**Text excerpt**
---*---
Adversity - The Enemy Of The Fragile
Nov 08, 2024Image by AberrantRealities
As we move into the post USA elections, I was saddened and alarmed to see videos of young men and women hysterically screaming and crying online, in obvious displays of excessive fragility and uncontrolled behaviour.
It is the men indulging this behaviour that I found most disturbing. It was a display and example of just how weak and fragile men have become.
Although this has been a source of amusement for many, I feel sorry for those that have placed something so personally harmful and revealing online, that will stay in the internet world for a very long time.
I’ve come to realise that those demanding a constant perceived safety, and certainty in their environment, have often been denied adversity in their life and so look for an imaginary one in their environment.
This safety zone they fight to remain in, is the hell they cannot see, because it has been disguised as a happy, safe utopia.
They also accuse others of what they themselves are, or will despise traits in others that they themselves wish they had.
---*---
**Records shown**
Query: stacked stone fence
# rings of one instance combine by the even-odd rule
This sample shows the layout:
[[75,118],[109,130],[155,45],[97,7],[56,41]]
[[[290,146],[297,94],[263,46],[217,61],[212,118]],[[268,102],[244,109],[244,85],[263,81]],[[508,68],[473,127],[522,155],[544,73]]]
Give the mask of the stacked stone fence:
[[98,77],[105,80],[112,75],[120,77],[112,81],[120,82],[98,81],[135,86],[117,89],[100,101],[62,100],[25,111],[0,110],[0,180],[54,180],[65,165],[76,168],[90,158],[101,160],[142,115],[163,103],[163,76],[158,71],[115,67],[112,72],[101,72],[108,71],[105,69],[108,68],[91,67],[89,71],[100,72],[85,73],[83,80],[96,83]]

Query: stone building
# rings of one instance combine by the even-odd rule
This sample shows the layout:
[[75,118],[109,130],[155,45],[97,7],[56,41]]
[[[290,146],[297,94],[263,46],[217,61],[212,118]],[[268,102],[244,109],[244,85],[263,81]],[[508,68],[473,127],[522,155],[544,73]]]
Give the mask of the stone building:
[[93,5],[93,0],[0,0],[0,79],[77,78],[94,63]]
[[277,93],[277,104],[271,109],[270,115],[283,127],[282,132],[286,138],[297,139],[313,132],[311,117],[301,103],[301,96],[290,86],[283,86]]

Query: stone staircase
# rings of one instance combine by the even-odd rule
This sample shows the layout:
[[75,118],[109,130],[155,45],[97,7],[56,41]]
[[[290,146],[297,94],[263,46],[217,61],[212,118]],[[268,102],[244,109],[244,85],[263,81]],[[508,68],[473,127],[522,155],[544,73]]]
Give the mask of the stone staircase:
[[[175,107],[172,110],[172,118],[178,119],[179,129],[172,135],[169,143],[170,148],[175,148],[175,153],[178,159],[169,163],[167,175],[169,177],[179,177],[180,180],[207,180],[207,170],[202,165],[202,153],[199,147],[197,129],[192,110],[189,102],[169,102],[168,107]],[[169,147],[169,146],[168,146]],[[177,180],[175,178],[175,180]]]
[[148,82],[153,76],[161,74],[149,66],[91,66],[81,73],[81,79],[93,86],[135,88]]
---*---
**Task list**
1. Please rewrite the adversity post from "It is the men" up to and including "very long time.", swapping "disturbing" for "troubling".
2. In the adversity post, why does the writer feel sorry for the people who posted those videos?

**Solutions in order**
1.
It is the men indulging this behaviour that I found most troubling. It was a display and example of just how weak and fragile men have become.
Although this has been a source of amusement for many, I feel sorry for those that have placed something so personally harmful and revealing online, that will stay in the internet world for a very long time.

2. They put something personally harmful and revealing online, and it will stay in the internet world for a very long time.